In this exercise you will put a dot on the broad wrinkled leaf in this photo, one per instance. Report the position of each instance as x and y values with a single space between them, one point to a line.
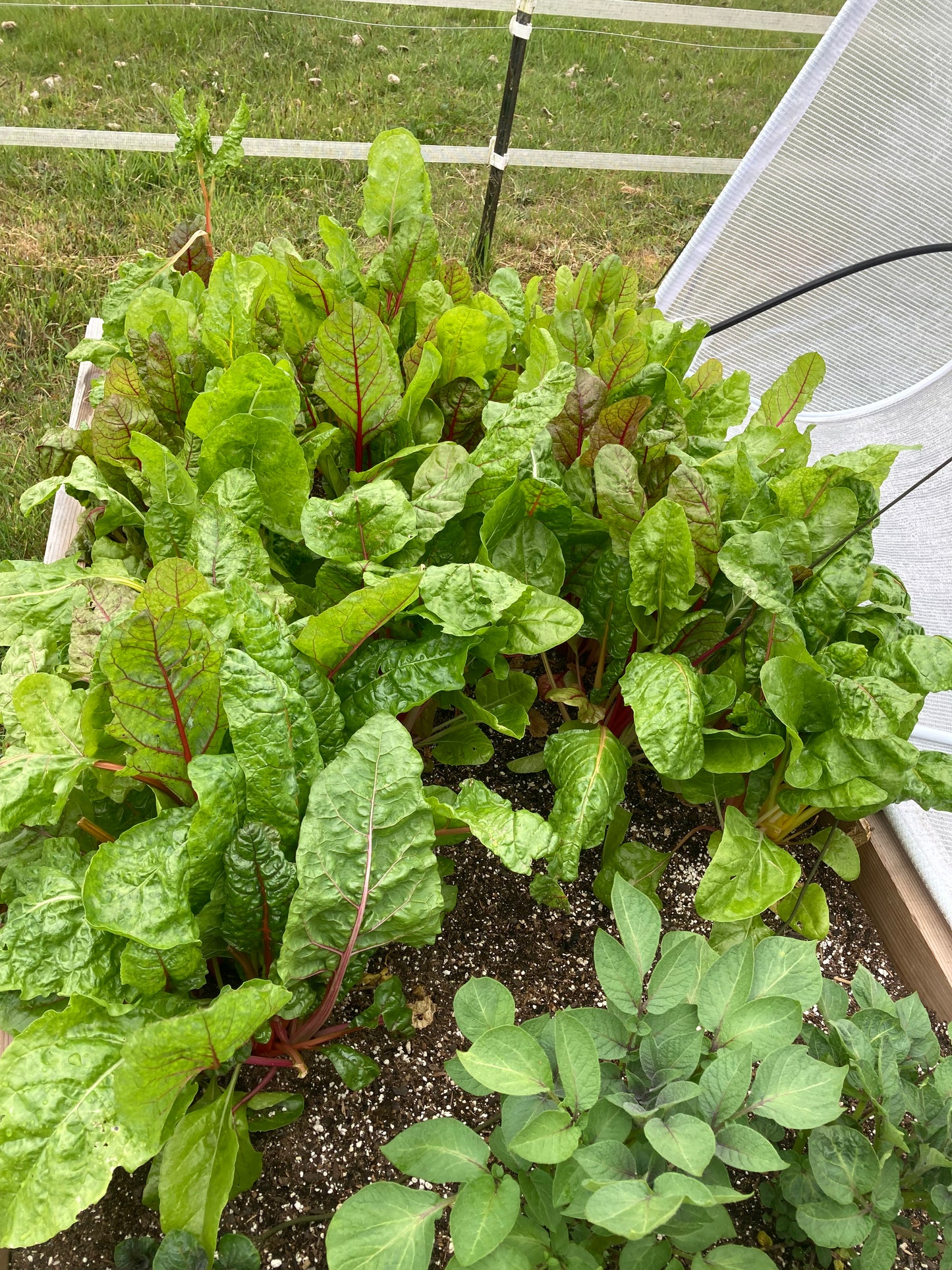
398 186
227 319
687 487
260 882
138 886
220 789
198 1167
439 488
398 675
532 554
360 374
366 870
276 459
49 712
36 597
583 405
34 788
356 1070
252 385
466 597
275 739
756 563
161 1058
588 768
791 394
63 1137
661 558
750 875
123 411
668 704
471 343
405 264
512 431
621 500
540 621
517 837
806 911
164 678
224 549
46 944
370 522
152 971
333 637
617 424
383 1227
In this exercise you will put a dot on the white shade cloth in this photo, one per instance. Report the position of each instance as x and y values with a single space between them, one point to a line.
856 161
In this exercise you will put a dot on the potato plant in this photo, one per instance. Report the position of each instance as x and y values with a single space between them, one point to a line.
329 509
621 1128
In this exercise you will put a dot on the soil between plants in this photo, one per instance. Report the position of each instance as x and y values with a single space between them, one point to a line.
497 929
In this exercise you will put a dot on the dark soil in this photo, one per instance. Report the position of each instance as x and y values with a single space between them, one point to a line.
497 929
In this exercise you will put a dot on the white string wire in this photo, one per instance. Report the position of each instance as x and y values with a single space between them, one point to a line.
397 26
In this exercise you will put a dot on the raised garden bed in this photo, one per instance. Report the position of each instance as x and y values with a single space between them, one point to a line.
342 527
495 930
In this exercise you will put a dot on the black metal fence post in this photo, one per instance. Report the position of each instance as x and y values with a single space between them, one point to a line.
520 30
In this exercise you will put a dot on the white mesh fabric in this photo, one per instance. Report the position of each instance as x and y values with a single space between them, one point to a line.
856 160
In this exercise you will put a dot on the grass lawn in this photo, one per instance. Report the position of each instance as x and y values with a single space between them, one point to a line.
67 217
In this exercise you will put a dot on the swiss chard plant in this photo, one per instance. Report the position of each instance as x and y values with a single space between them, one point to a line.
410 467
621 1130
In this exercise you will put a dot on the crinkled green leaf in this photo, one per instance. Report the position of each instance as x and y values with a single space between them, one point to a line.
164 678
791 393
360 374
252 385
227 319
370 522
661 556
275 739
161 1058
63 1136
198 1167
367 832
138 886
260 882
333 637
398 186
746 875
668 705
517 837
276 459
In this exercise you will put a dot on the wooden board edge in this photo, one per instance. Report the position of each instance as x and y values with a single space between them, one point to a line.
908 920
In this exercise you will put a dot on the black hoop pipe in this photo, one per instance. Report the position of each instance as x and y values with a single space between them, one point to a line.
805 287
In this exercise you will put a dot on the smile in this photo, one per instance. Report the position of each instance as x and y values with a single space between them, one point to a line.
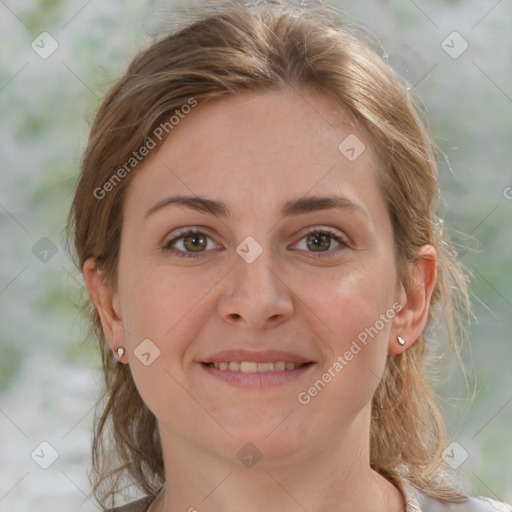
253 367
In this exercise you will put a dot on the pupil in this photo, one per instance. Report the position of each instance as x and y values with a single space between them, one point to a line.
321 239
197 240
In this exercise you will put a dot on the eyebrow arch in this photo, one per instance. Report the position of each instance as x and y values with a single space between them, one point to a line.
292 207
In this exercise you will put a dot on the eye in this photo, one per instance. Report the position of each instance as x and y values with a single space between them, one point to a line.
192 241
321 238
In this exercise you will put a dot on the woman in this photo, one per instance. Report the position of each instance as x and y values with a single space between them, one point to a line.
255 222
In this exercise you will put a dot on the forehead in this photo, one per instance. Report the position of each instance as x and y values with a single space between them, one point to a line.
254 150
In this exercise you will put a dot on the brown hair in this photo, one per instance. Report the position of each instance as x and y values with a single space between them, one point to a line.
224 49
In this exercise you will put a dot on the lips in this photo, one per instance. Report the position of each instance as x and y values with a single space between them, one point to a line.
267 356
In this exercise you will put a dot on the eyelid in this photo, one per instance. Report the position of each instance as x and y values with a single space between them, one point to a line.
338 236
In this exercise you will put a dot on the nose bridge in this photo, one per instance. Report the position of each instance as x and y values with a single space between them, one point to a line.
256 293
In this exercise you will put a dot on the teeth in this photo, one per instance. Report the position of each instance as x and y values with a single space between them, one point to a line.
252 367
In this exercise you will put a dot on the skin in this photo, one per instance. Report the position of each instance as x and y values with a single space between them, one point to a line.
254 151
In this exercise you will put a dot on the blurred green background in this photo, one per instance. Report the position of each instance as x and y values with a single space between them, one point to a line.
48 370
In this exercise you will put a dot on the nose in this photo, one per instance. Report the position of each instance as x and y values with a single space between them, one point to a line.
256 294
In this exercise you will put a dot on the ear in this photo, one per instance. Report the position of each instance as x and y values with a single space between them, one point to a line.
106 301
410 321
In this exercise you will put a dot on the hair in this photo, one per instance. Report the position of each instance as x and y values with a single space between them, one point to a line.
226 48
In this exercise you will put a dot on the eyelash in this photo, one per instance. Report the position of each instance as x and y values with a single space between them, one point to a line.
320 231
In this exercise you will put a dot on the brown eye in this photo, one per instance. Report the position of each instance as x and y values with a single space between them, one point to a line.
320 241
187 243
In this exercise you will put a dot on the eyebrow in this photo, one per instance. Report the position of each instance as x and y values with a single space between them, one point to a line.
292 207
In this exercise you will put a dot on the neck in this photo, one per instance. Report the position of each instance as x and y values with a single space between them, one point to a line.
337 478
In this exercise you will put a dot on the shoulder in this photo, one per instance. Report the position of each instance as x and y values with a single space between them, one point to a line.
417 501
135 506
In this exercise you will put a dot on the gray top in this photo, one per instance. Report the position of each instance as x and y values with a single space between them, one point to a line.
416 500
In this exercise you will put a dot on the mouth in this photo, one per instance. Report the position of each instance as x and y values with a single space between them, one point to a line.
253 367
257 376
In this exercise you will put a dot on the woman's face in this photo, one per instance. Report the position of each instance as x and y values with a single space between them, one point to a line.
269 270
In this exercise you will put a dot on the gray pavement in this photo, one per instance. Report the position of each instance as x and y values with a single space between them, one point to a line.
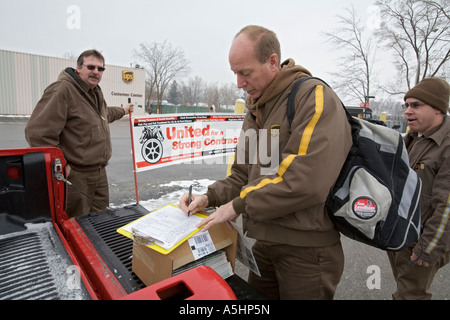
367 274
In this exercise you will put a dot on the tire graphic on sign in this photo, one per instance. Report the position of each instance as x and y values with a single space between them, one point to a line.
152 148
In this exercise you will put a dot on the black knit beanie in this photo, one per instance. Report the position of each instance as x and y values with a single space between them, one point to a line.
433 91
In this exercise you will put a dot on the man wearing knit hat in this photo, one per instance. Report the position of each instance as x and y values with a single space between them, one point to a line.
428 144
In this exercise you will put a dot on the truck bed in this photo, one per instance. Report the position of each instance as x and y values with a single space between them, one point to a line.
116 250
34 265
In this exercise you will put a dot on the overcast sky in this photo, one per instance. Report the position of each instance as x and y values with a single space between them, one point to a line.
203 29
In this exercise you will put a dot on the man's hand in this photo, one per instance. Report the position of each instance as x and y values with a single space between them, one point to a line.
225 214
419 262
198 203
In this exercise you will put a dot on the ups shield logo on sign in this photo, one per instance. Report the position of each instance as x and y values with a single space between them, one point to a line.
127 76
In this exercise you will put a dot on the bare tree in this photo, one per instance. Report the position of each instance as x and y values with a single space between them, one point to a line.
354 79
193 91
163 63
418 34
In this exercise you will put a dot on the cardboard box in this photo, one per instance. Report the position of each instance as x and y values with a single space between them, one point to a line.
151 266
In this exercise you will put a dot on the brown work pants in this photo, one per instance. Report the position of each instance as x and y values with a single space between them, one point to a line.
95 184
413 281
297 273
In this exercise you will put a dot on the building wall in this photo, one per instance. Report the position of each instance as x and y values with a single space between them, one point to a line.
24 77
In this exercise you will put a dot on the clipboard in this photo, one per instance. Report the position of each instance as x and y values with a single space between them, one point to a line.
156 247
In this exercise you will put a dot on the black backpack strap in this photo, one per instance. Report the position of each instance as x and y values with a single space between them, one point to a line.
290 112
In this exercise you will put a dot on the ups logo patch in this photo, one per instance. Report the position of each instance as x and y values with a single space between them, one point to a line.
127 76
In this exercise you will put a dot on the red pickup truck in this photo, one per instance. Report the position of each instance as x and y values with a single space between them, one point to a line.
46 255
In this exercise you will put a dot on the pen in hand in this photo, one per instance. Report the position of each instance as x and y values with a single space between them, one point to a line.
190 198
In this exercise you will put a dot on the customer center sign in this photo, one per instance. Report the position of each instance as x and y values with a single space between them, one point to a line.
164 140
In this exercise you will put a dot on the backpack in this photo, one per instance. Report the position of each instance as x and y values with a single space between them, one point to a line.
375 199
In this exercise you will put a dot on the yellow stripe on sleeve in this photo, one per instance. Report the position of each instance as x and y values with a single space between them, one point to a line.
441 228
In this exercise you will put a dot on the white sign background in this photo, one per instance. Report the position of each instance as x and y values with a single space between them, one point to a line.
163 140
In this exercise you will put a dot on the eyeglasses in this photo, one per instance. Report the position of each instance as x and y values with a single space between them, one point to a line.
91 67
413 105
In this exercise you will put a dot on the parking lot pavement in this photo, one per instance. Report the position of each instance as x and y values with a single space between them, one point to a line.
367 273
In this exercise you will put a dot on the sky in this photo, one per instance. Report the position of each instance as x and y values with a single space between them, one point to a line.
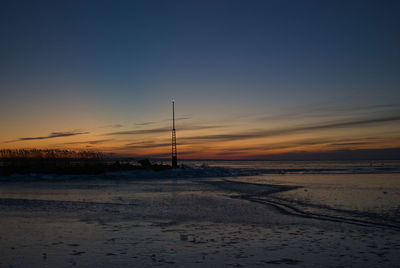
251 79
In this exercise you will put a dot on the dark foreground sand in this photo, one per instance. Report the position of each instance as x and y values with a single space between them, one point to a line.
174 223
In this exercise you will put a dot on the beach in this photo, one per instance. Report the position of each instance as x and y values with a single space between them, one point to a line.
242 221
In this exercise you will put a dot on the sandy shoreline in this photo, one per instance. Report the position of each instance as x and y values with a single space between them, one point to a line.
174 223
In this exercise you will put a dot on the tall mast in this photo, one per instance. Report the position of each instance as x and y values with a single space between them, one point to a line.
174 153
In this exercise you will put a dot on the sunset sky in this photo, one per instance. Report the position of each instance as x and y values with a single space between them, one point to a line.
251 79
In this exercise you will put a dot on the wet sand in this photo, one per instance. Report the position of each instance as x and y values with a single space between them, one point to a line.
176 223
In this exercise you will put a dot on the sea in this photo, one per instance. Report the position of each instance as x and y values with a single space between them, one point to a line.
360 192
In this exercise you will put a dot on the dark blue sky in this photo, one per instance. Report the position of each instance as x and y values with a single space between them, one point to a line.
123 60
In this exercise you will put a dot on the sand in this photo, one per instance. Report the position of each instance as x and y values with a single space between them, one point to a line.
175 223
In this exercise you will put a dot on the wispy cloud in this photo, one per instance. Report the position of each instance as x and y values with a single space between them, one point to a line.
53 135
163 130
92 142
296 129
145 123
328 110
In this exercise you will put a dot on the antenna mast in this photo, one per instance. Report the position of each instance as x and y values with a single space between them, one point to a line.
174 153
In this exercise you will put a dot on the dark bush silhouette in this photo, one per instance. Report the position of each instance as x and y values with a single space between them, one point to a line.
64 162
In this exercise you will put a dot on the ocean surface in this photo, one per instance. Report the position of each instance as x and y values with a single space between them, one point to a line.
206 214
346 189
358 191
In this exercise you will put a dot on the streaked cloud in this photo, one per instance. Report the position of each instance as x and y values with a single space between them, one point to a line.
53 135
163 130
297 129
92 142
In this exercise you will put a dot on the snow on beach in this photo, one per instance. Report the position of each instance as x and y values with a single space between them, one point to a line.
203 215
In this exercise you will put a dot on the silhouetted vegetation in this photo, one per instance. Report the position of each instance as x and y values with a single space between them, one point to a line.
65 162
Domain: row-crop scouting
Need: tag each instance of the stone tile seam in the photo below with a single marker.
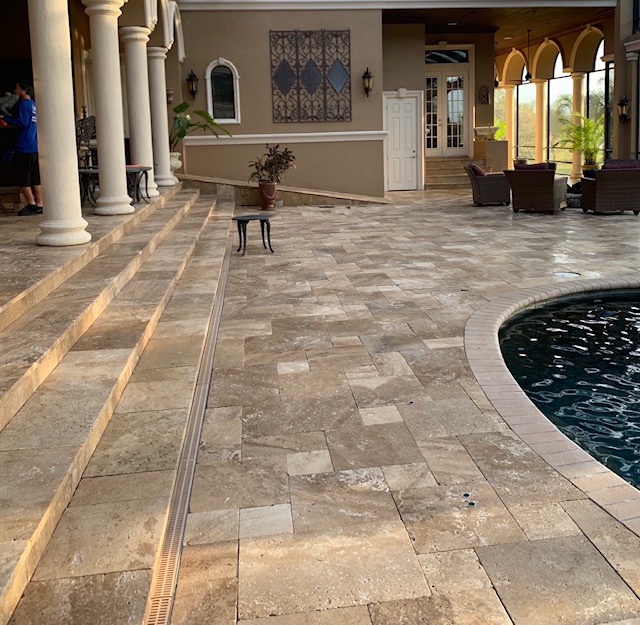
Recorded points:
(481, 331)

DIRECTIONS FOR THIS TASK » Write out exactly the lines that run from the one containing "Domain: row-crop scouting" to the last line of the entries above, both ends kept, pictures left out.

ANSWER TO THIS EXERCISE »
Domain: row-crop scouting
Need: tag each instance of the stone tile seam in the photo below with a single marker.
Recorded points:
(481, 331)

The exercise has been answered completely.